## Task to carry out
Pull out every line below containing the word "bank".

## Data listing

^^^^

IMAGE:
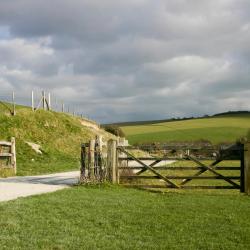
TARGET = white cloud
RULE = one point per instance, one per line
(135, 59)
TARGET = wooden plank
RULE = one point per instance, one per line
(150, 168)
(247, 168)
(5, 143)
(209, 168)
(182, 187)
(13, 153)
(242, 171)
(113, 172)
(180, 168)
(165, 158)
(179, 177)
(200, 171)
(151, 165)
(92, 160)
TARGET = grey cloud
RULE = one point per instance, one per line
(135, 59)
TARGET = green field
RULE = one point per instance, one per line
(219, 129)
(120, 218)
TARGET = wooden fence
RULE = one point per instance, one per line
(8, 154)
(228, 166)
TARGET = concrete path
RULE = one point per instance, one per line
(14, 187)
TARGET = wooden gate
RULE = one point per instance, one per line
(194, 166)
(147, 166)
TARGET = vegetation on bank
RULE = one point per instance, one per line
(59, 135)
(219, 129)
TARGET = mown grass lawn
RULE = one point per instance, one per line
(120, 218)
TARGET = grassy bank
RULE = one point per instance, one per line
(219, 129)
(119, 218)
(59, 135)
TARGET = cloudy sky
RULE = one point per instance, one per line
(117, 60)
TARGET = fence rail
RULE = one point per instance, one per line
(119, 166)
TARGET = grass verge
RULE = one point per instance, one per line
(120, 218)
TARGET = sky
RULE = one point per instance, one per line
(116, 60)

^^^^

## Task output
TARGET = vegetation on bank
TARGET = grassy bank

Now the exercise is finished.